— start of PROVIDED ENTRIES —

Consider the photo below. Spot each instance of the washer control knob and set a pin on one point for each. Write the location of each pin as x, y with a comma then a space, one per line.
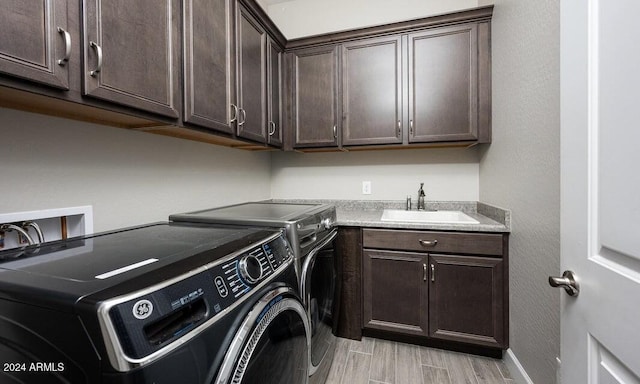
250, 269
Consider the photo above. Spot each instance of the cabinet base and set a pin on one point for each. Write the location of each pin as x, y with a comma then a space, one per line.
495, 353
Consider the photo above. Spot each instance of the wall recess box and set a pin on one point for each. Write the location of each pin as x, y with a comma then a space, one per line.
54, 223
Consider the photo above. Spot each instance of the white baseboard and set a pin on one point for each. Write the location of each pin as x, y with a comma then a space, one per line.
515, 368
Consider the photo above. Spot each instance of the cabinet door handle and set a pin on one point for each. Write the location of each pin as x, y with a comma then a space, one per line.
67, 46
428, 243
243, 113
235, 113
98, 49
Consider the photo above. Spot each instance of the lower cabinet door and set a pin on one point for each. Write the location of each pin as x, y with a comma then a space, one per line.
395, 292
466, 299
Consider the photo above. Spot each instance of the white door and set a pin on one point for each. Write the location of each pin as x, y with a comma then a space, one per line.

— end of PROVIDED ENTRIES —

WHAT NEEDS TO BE DONE
Output as a JSON list of strings every line of the listing above, from the line containing "Consider the photo above. Spot each instance of the lower" through the end of the listing, inclusive. Use one string per line and leave out blank lines.

COMPLETED EXERCISE
[
  "Consider the photo above. Spot each instance of the lower cabinet door and set a pin on one point for each. Write the location of each pin as x, y with a comma then a space, one per line.",
  "395, 292",
  "466, 299",
  "Consider the photo above. Spot each instance of the white door and set a pin on one point for each. Write the location of each pin as x, y with a comma then a space, one per line."
]